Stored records

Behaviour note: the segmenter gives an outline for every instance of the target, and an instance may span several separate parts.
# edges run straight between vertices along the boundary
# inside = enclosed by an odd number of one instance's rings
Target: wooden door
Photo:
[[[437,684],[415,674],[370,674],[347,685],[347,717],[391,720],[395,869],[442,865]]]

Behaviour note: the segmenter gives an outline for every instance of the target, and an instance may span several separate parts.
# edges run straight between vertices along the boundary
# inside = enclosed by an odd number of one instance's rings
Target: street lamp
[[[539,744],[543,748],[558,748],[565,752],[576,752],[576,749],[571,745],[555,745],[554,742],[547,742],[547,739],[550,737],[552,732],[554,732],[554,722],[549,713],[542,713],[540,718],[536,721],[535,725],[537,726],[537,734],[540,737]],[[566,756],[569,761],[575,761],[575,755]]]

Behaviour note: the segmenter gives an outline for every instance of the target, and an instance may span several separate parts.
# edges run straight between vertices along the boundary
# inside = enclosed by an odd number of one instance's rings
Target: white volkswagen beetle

...

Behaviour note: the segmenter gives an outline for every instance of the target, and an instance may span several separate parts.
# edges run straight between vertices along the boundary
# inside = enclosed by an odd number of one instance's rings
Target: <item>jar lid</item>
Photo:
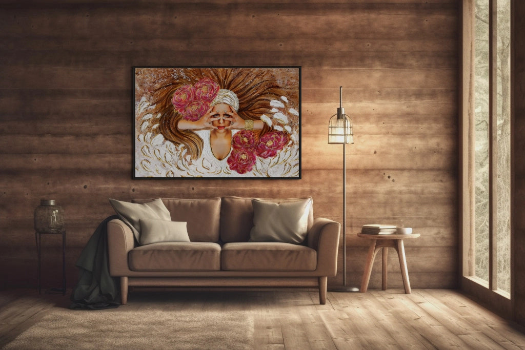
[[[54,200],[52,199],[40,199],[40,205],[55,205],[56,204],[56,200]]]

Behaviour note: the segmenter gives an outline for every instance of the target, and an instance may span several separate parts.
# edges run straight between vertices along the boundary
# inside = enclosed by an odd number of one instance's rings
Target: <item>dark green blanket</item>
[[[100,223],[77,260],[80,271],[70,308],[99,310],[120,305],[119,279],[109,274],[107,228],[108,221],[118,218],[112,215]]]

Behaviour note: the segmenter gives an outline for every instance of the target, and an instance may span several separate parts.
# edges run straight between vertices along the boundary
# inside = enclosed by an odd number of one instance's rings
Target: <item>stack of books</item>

- WHAT THE TASK REQUIRES: Count the lines in the listing that contain the string "item", and reply with only that number.

- SOLUTION: 3